=== Exercise material ===
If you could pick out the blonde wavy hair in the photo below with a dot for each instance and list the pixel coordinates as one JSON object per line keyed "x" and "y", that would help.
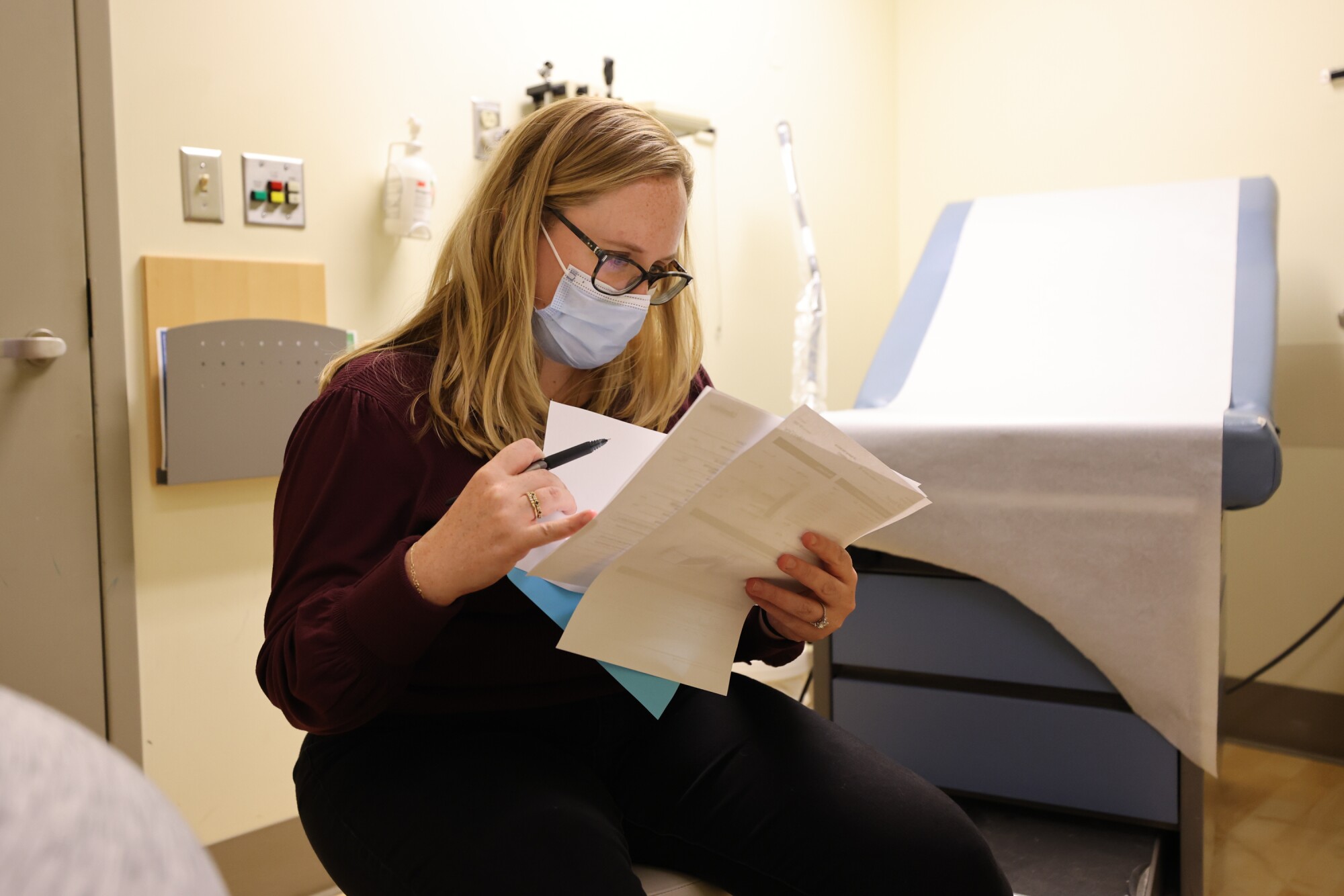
{"x": 485, "y": 389}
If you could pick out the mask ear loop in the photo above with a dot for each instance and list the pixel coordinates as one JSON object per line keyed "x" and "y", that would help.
{"x": 565, "y": 269}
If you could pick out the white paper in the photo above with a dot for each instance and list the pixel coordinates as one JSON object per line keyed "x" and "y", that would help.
{"x": 673, "y": 604}
{"x": 1068, "y": 400}
{"x": 595, "y": 479}
{"x": 712, "y": 433}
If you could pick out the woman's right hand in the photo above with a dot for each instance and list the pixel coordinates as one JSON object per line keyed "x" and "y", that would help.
{"x": 491, "y": 526}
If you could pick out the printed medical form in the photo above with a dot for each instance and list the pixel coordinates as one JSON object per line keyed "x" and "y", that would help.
{"x": 696, "y": 514}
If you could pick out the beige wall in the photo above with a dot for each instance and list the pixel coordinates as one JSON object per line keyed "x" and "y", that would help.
{"x": 335, "y": 91}
{"x": 999, "y": 97}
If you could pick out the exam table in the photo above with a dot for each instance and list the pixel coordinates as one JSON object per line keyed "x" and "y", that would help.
{"x": 1075, "y": 791}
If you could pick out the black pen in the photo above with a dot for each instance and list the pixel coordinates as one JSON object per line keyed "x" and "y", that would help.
{"x": 556, "y": 460}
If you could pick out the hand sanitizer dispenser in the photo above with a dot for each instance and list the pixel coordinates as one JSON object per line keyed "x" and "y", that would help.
{"x": 409, "y": 190}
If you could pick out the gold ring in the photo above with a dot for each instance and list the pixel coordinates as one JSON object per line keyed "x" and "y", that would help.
{"x": 823, "y": 623}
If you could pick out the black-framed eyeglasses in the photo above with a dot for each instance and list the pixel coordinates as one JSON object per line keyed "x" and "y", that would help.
{"x": 618, "y": 273}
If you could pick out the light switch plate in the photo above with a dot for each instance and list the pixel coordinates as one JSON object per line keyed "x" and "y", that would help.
{"x": 260, "y": 169}
{"x": 487, "y": 128}
{"x": 202, "y": 185}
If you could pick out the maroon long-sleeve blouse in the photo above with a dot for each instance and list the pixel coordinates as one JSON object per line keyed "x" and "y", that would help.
{"x": 347, "y": 637}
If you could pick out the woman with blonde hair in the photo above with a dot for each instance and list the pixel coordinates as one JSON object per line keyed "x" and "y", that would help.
{"x": 452, "y": 748}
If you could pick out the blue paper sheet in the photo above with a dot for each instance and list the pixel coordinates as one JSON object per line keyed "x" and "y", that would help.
{"x": 558, "y": 604}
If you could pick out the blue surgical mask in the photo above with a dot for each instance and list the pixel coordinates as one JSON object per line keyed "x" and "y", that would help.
{"x": 581, "y": 327}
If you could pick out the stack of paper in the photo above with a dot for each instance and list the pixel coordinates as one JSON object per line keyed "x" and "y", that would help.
{"x": 685, "y": 519}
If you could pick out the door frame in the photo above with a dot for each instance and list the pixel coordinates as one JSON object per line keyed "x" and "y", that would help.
{"x": 108, "y": 359}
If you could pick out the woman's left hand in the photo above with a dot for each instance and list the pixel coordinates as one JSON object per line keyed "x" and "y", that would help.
{"x": 830, "y": 592}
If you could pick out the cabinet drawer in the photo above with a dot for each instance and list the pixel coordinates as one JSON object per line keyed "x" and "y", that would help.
{"x": 1087, "y": 758}
{"x": 958, "y": 628}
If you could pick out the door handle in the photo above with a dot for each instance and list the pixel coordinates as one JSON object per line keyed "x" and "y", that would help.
{"x": 40, "y": 347}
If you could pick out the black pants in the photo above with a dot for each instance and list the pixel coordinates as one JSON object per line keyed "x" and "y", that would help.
{"x": 751, "y": 792}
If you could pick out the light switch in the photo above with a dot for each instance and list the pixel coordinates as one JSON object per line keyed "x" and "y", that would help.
{"x": 202, "y": 191}
{"x": 267, "y": 181}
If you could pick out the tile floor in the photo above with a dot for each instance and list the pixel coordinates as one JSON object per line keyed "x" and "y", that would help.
{"x": 1277, "y": 825}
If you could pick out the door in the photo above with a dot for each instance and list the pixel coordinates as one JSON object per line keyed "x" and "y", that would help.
{"x": 50, "y": 601}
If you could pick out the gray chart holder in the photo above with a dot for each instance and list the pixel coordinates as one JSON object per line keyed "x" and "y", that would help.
{"x": 232, "y": 392}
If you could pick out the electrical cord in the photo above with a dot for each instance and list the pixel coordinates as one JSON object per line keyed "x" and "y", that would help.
{"x": 1283, "y": 656}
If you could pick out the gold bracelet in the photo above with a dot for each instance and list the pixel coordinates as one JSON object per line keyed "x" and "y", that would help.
{"x": 411, "y": 566}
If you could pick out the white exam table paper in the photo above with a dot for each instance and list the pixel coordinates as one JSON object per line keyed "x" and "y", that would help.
{"x": 1069, "y": 401}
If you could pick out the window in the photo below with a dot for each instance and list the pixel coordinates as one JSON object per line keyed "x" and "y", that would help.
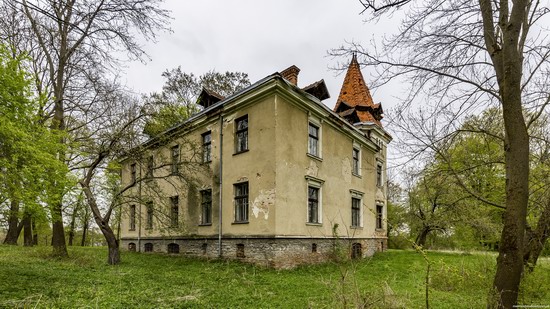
{"x": 313, "y": 205}
{"x": 356, "y": 161}
{"x": 355, "y": 212}
{"x": 379, "y": 216}
{"x": 133, "y": 173}
{"x": 174, "y": 211}
{"x": 356, "y": 250}
{"x": 150, "y": 166}
{"x": 173, "y": 248}
{"x": 379, "y": 174}
{"x": 241, "y": 134}
{"x": 132, "y": 217}
{"x": 313, "y": 141}
{"x": 206, "y": 206}
{"x": 207, "y": 147}
{"x": 175, "y": 152}
{"x": 149, "y": 219}
{"x": 240, "y": 250}
{"x": 241, "y": 202}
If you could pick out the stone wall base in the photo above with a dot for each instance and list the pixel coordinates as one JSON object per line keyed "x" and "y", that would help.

=== Exercise directions ===
Everything in the records above should be printed again exactly, except the pictures.

=== Response box ===
If you could pick out the blonde wavy hair in the photo below with a dot for each instance and list the pixel coordinates as one JSON object per line keyed "x" and "y", that would help.
{"x": 485, "y": 389}
If you could pick out the mask ear loop in the photo above with a dot for each instance and list the pixel coordinates as one JSON object per line keyed "x" and "y", that would help.
{"x": 565, "y": 269}
If you could pick out the white paper in the photo above with a dot for each instance and list the pixel coordinates as one JSON object per line keyed "x" and "y", that would help.
{"x": 673, "y": 604}
{"x": 1068, "y": 400}
{"x": 595, "y": 479}
{"x": 712, "y": 433}
If you could pick out the woman's right hand in the photo above with a dot for each instance and list the pixel coordinates as one JSON object per line keyed "x" and "y", that would help.
{"x": 491, "y": 526}
If you could pick out the printed medical form in the photo above with a dot for each instance and list the pixel coordinates as one JSON object per line keyed "x" and "y", that would help.
{"x": 696, "y": 514}
If you could pick out the beige wall in the photo above with a dot for each instance and list the pixel coordinates as one JSON object per line keyed "x" and "y", that would help.
{"x": 335, "y": 91}
{"x": 999, "y": 97}
If you could pick out the exam table in the photo above with a dot for each instance and list the pixel coordinates as one JSON object per line keyed "x" and "y", that would help.
{"x": 1075, "y": 791}
If you could pick out the black pen in the photo above with a dot for each instance and list the pixel coordinates as one JSON object per line keyed "x" and "y", that would help.
{"x": 556, "y": 460}
If you could pick out the hand sanitizer dispenser in the photo above with a dot for each instance and list the pixel coordinates as one JSON object per line keyed "x" and "y", that would help.
{"x": 409, "y": 190}
If you could pick out the gold ring in the photo above with a dot for each instance and list the pixel coordinates as one JSON object per line keyed "x" and "y", that would help.
{"x": 823, "y": 623}
If you could pick out the black-framed eyeglasses in the photo above with a dot for each instance and list the pixel coordinates as one JSON object per line keyed "x" and "y", that would help.
{"x": 618, "y": 273}
If you could pick out the light switch plate in the photo above with a dot for each instance and list the pixel coordinates as one JSON object per line keyed "x" and "y", that would help.
{"x": 260, "y": 169}
{"x": 487, "y": 128}
{"x": 202, "y": 185}
If you could pick out the maroon long-sleeve blouse in the photo above with a dot for each instance and list the pixel coordinates as one JSON object per line keyed "x" and "y", that would help.
{"x": 347, "y": 637}
If you could pick out the woman with blonde hair in the photo above with a dot for each instance and list the pixel coordinates as one JSON object per line keyed "x" and "y", that would help.
{"x": 452, "y": 748}
If you could pick out the blue paper sheet in the photo above with a dot for each instance and list the pixel coordinates as one JSON object per line keyed "x" and "y", that would help.
{"x": 558, "y": 604}
If you could pick out the blue surgical mask in the photo above with a dot for each instance and list the pixel coordinates as one JSON object per line keyed "x" and "y", that would help.
{"x": 581, "y": 327}
If you could pick out the stack of paper in the photo above with a dot for each instance and list the pixel coordinates as one JSON object per line keyed "x" and "y", that would help.
{"x": 685, "y": 519}
If you could pick out the door frame in the photo above with a dot for each instance and list the pixel coordinates as one JSON object per line keyed "x" and "y", that would help.
{"x": 108, "y": 359}
If you could pick out the woman's left hand in the photo above with a dot for each instance and list the pixel coordinates as one JSON object per line keyed "x" and "y", that would help.
{"x": 830, "y": 592}
If you could pick out the cabinet drawer in the photo above with a dot for each instance and list the pixel coordinates as one JSON object per line keyed "x" and "y", that would help.
{"x": 1087, "y": 758}
{"x": 958, "y": 628}
If you could pick out the door handle in the photo above with a dot for each instance and list the pixel coordinates as one JSON object per line keyed "x" and "y", that would help.
{"x": 40, "y": 347}
If you could pick out the black pants in the photo above with a dot for each instance and list the pixel coordinates as one JSON object per line keyed "x" and "y", that would help.
{"x": 751, "y": 792}
If you could pick out the light switch in the photo above with a dot for each instance and list the pixel coordinates as one JSON object per line keyed "x" and "y", that would help.
{"x": 202, "y": 191}
{"x": 267, "y": 181}
If you could pick out the tile floor in the photo above with a dot for each instance and list the pixel coordinates as one JSON object per line keyed "x" and "y", that would help.
{"x": 1277, "y": 825}
If you could pick out the door in the photo above with a dot for each instance and list the pixel coordinates as one JSON object per line keyed "x" and "y", that would help.
{"x": 50, "y": 601}
If you could pick out the gray chart holder in the photo above with a dot for each instance and list the pixel coordinates as one JSON object per line keyed "x" and "y", that would help.
{"x": 232, "y": 392}
If you could pick out the electrical cord in the photo above with a dot for each instance and list the pixel coordinates as one JSON object per line keyed "x" and "y", that would help.
{"x": 1283, "y": 656}
If you could pick out the gold bracelet in the photo above with a dot for each instance and list the pixel coordinates as one JSON object per line keyed "x" and "y", that would help.
{"x": 411, "y": 566}
If you could pick out the white exam table paper in the photo above with a dot for each instance and list the pixel coordinates as one JSON object per line keyed "x" and "y", that would help.
{"x": 1069, "y": 401}
If you could pick out the window in the photo below with a dot for each instance and list the pixel coordinates as one JSON object per line keyed "x" and "y", that would help.
{"x": 313, "y": 205}
{"x": 356, "y": 161}
{"x": 355, "y": 212}
{"x": 379, "y": 216}
{"x": 133, "y": 173}
{"x": 174, "y": 211}
{"x": 356, "y": 250}
{"x": 150, "y": 166}
{"x": 173, "y": 248}
{"x": 379, "y": 174}
{"x": 241, "y": 134}
{"x": 132, "y": 217}
{"x": 313, "y": 141}
{"x": 206, "y": 206}
{"x": 207, "y": 147}
{"x": 175, "y": 152}
{"x": 149, "y": 219}
{"x": 240, "y": 250}
{"x": 241, "y": 202}
If you could pick out the stone wall base in the photo above with a dot for each instance and list the pixel coordinates as one JSON object per line keyed "x" and "y", that would help.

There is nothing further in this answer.